:: RECORDS FOR THE TASK ::
* * *

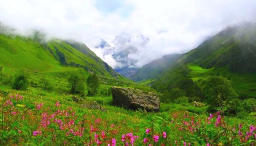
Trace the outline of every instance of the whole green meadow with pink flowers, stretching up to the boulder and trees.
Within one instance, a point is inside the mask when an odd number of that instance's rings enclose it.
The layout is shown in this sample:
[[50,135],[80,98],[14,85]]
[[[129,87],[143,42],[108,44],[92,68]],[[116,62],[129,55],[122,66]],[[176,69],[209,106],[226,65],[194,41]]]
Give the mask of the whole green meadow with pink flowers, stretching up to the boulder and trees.
[[131,111],[112,97],[85,97],[106,111],[87,109],[39,88],[1,86],[1,145],[221,146],[254,145],[255,117],[207,113],[192,103],[161,104],[160,112]]

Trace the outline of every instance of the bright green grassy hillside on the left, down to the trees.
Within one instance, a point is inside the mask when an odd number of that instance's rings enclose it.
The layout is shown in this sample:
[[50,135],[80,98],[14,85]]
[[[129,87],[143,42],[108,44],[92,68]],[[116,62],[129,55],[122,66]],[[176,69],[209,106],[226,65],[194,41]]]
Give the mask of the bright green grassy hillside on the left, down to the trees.
[[41,79],[49,81],[51,90],[69,90],[67,78],[78,73],[84,80],[95,73],[101,81],[99,94],[108,95],[112,85],[151,91],[147,85],[138,85],[114,70],[83,43],[52,39],[44,41],[38,34],[32,37],[0,33],[0,66],[4,84],[10,85],[21,70],[29,76],[31,87],[42,88]]

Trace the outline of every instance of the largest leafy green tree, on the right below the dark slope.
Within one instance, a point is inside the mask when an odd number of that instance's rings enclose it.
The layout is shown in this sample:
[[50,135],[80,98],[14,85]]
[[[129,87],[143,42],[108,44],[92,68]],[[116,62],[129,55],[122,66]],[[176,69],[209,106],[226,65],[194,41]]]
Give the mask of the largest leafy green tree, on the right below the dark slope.
[[235,100],[238,97],[232,88],[232,82],[222,76],[208,77],[203,82],[203,88],[210,110],[223,107],[227,104],[227,101]]

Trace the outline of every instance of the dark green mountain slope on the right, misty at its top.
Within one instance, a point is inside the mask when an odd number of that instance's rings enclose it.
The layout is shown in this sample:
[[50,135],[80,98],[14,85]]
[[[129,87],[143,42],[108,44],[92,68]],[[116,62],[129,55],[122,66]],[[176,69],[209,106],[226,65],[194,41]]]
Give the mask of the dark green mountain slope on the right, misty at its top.
[[[182,54],[150,84],[159,92],[184,90],[189,97],[201,96],[203,79],[220,75],[233,81],[244,97],[256,97],[256,24],[227,27],[195,49]],[[145,75],[147,76],[147,72]]]

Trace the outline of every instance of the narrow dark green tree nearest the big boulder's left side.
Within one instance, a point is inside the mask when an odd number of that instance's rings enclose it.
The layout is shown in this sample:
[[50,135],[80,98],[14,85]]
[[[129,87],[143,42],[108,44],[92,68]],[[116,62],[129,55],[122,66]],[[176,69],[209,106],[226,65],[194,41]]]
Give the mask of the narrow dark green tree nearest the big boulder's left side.
[[96,74],[91,74],[86,81],[87,88],[88,88],[88,95],[94,96],[98,92],[99,88],[99,79]]

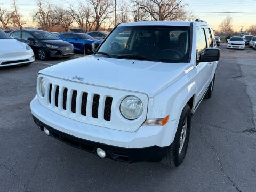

* * *

:: INSTRUCTIONS TO FOLLOW ::
Set down the entries word for word, omitting all pictures.

:: FINISHED EXERCISE ::
Trace the outline of every instance of the whole green meadow with pink flowers, stretching up to the boulder and trees.
Within one instance, a point is inside the mask when an odd number of that instance's rings enclose it.
The layout is shown in this sample:
[[50,135],[80,98],[14,85]]
[[[129,87],[143,42],[108,44],[92,68]],[[116,62],[129,55],[122,66]],[[176,69],[209,106],[226,65],[194,41]]]
Give the mask of the whole green meadow with pink flowers, stretching up to the boulder and trees.
[[131,111],[112,97],[85,97],[106,111],[87,109],[39,88],[1,86],[1,145],[221,146],[254,145],[255,117],[207,113],[192,103],[161,104],[160,112]]

Trace the outline of every instance of the bright green grassy hillside on the left, down to the trees.
Within one instance, a point is inside the mask when an odd number of that instance's rings enclose it.
The layout is shown in this sample:
[[50,135],[80,98],[14,85]]
[[[129,87],[143,42],[108,44],[92,68]],[[116,62],[129,55],[122,66]],[[176,69],[209,106],[226,65],[194,41]]]
Give the mask of the bright green grassy hillside on the left, down to the trees.
[[41,79],[49,81],[51,90],[69,90],[67,78],[78,73],[84,80],[95,73],[101,81],[99,94],[108,95],[112,85],[151,91],[147,85],[138,85],[114,70],[83,43],[52,39],[44,41],[38,34],[32,37],[0,33],[0,66],[4,84],[10,85],[21,70],[29,76],[31,87],[42,88]]

Trace the outline of every instance of the largest leafy green tree, on the right below the dark slope.
Within one instance, a point is inside the mask when an odd number of that instance's rings enclose it.
The layout is shown in this sample:
[[50,135],[80,98],[14,85]]
[[[129,87],[143,42],[108,44],[92,68]],[[116,62],[129,55],[122,66]],[[176,69],[209,106],[226,65],[194,41]]]
Give the mask of the largest leafy green tree, on the right below the dark slope.
[[235,100],[238,97],[232,88],[232,82],[222,76],[208,77],[203,82],[203,88],[210,110],[223,107],[227,104],[227,101]]

Trace the outline of every instance of the dark green mountain slope on the right, misty at its top.
Within one instance, a point is inside the mask when an odd number of that instance's rings enclose it.
The layout is shown in this sample:
[[50,135],[80,98],[14,85]]
[[[129,87],[143,42],[108,44],[92,68]],[[116,62],[129,55],[122,66]],[[176,69],[209,106],[226,65],[194,41]]]
Give the mask of the dark green mountain slope on the right, misty at its top.
[[[182,54],[150,84],[159,92],[184,90],[189,97],[201,96],[203,79],[220,75],[233,81],[244,97],[256,97],[256,24],[227,27],[195,49]],[[145,75],[147,76],[147,72]]]

Trace the outline of every instance of the narrow dark green tree nearest the big boulder's left side.
Within one instance, a point is inside the mask when an odd number of that instance's rings enclose it.
The layout is shown in this sample:
[[50,135],[80,98],[14,85]]
[[[129,87],[143,42],[108,44],[92,68]],[[116,62],[129,55],[122,66]],[[176,69],[209,106],[226,65],[194,41]]]
Give the mask of the narrow dark green tree nearest the big boulder's left side.
[[96,74],[91,74],[86,81],[87,88],[88,88],[88,95],[94,96],[98,92],[99,88],[99,79]]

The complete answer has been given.